--- Text excerpt ---

LETTER TO A FRIEND

There have been days when you have woken up and thought: why am I doing this?

Days when you said to yourself: why am I doing this job, when it’s not what I really love?

photo: aowolf from Denver

Times when you have looked at your life and wondered: why am I in this relationship when it’s not what I truly dreamed of?

It’s easy to get buried in the details of life.

We have so many small deadlines to meet that we sometimes forget the Big Deadline; you know - the one we all have but don’t ever talk about.

I sometimes think those little deadlines are there only so we don’t have to think about the Big Deadline.

But it’s there. Waiting for us.

They're not that different from you,
are they? ... Did they wait until it 
was too late to make from their lives 
even one iota of what they were 
capable? Because, you see gentlemen,
these boys are now fertilizing 
daffodils. But if you listen real 
close, you can hear them whisper 
their legacy to you. Go on, lean in. 
Listen, you hear it? ... Carpe, 
carpe diem, seize the day boys, 
make your lives extraordinary! 
- JACK KEATING, DEAD POET'S SOCIETY

I think about this in the quiet moments. In my life, it has provided context.

It’s a frightening thing, to live as if we had only a limited time to live - so most of us live as if we have forever.

But we don’t.

“As you grow older, you’ll find the only things you regret 
are the things you didn’t do.” 
ZACHARY SCOTT

It’s truly exhilarating to see someone follow their heart, take that leap of faith. How many people put their heart on the line for love or risk everything - everything - for a long-held dream?

But when it’s us letting go … it’s terrifying, isn’t it?

Our minds tell us to pull back, urge us to caution.

But as Dicky Fox said in Jerry Maguire: If your heart is empty, then your head really doesn’t matter.

Life is not lost by dying; life is lost minute by minute, 
day by dragging day, in all the thousand small uncaring ways.

--- Data provided ---

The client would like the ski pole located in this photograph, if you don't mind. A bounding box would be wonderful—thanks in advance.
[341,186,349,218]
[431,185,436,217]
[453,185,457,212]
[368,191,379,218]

---

_Written tasks:_
(1) Retype the letter to a friend between "photo: aowolf from" and "ever talk about.", inclusive, with no changes.
(2) Echo every line of the records above verbatim, leaving nothing out.

_Expected responses:_
(1)
photo: aowolf from Denver

Times when you have looked at your life and wondered: why am I in this relationship when it’s not what I truly dreamed of?

It’s easy to get buried in the details of life.

We have so many small deadlines to meet that we sometimes forget the Big Deadline; you know - the one we all have but don’t ever talk about.

(2)
The client would like the ski pole located in this photograph, if you don't mind. A bounding box would be wonderful—thanks in advance.
[341,186,349,218]
[431,185,436,217]
[453,185,457,212]
[368,191,379,218]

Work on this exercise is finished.